• **Task goal**: Pictures do not belong in the copy; transcribe everything else in the records exactly.

• **Records for this exercise**:

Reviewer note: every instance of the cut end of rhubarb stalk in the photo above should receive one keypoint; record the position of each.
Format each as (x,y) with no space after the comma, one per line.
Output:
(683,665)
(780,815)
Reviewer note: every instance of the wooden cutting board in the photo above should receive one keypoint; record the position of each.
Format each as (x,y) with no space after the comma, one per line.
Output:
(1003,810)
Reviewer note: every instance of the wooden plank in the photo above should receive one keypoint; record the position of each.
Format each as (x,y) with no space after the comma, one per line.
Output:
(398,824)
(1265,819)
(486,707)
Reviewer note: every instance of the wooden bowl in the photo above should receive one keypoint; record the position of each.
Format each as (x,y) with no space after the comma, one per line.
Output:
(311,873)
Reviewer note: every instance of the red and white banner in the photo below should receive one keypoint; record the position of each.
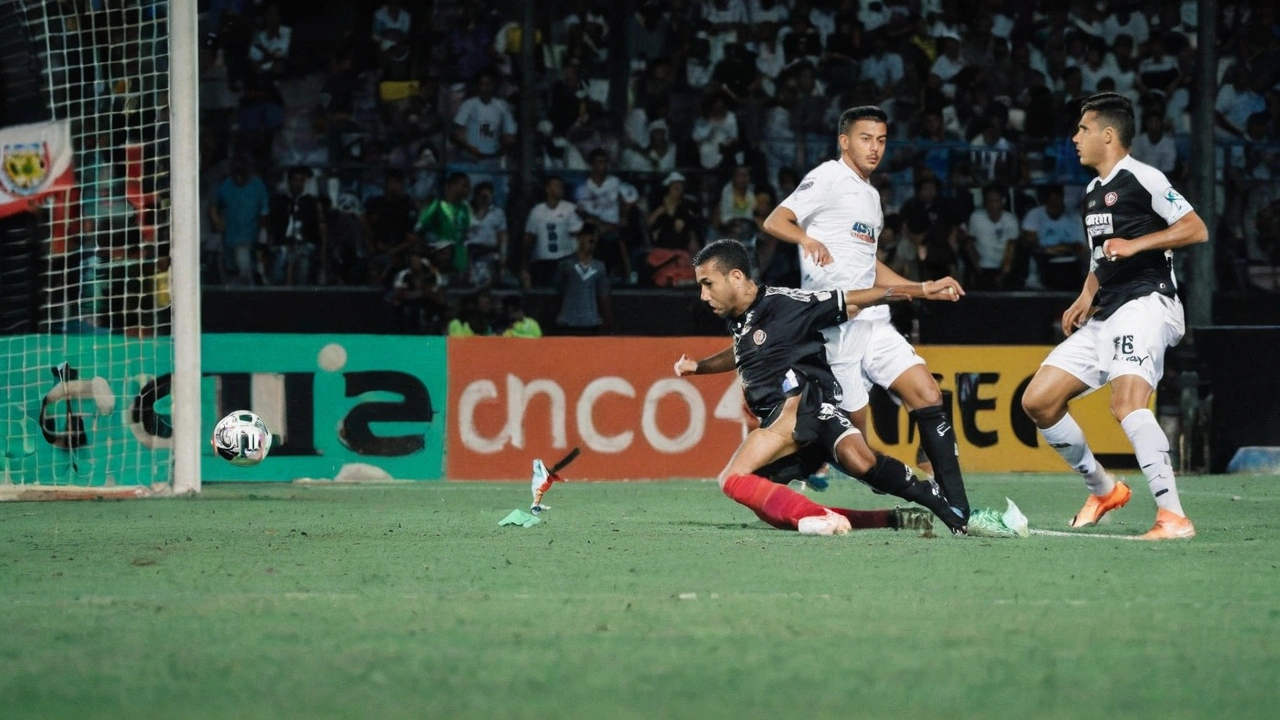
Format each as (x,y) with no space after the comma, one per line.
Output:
(35,162)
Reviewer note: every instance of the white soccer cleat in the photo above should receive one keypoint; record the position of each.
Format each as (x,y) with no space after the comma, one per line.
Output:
(828,524)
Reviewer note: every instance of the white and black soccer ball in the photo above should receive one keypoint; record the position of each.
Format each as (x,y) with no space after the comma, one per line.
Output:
(242,438)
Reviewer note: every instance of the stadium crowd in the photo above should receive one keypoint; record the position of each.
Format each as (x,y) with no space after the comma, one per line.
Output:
(376,144)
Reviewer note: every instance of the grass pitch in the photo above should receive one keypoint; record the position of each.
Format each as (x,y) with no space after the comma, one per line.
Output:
(638,600)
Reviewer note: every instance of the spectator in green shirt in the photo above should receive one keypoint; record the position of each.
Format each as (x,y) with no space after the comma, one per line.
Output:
(521,324)
(448,219)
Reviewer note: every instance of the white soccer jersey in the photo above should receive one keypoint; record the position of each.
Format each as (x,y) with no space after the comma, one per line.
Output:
(837,208)
(485,122)
(553,229)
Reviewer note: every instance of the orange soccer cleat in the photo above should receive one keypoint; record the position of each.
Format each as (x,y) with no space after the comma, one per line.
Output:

• **Response below**:
Reviewer note: every instance of the cut end of rhubarb stalk in the photo above should receive one keypoint; record the position of each.
Format each as (x,y) with no space after the comma, one per line.
Output:
(683,665)
(780,815)
Reviewer note: every instance of the wooden cutting board in the photo above should receive one keypoint; record the position of each.
Format each as (x,y) with no space after the comma, one per line.
Output:
(1003,810)
Reviewer note: every instance of the wooden plank in the photo above should receive one keypoint; record the position of each.
Format each as (x,y) with no space after the comma, one per line.
Output:
(398,824)
(1265,819)
(486,707)
Reviewer note: every instance of the wooden bowl in the photo above should receive one keypoint; record the position of each.
Format each as (x,y) with no space after the comma, one per line.
Output:
(311,873)
Reviewer note: every instance of the red and white banner in the photo below should receive one keypoint; record the position of each.
Format each as (x,y) with no space after the comma, one per line.
Output:
(35,162)
Reviewer note: every instance of the white soccer cleat in the photo above should receive one keypoint; record the position of each.
Format each as (x,y) with no space after the comma, one per line.
Output:
(828,524)
Reviewer note: every instance of the white and black soccer ball in the photo above should receive one keypoint; record the position of each.
Format each as (x,y) with no space after the comma, one per line.
Output:
(242,438)
Reviewer note: every instance of the stadium crowd in the photo above should receive one keypoint; record the position of each.
Format each as (x,y) with no space after the comma, one per line.
Output:
(376,144)
Reviewer note: every instance of the grass pitch in the photo above should receive one keypoint; record the position of each.
Format each as (x,y) with no space after the comma, one per line.
Output:
(638,600)
Reviewer note: every instance of the spectator in green shirt in the photo above should receive one keypoint; record the position of each.
Format each as (x,y) with no space after the comma, one per line.
Output:
(521,324)
(448,219)
Reviewer note: every instance of the white soccer jersey in the photo above should receive one keypoint; record the position of each.
Format each as (x,y) with no space after the comma, one per line.
Output:
(837,208)
(485,122)
(553,229)
Reviewer note: every instance of the orange soccer cleat in the photo above should receive one keypoint; record the position of each.
Format each as (x,y) with no space after the comma, one per line.
Output:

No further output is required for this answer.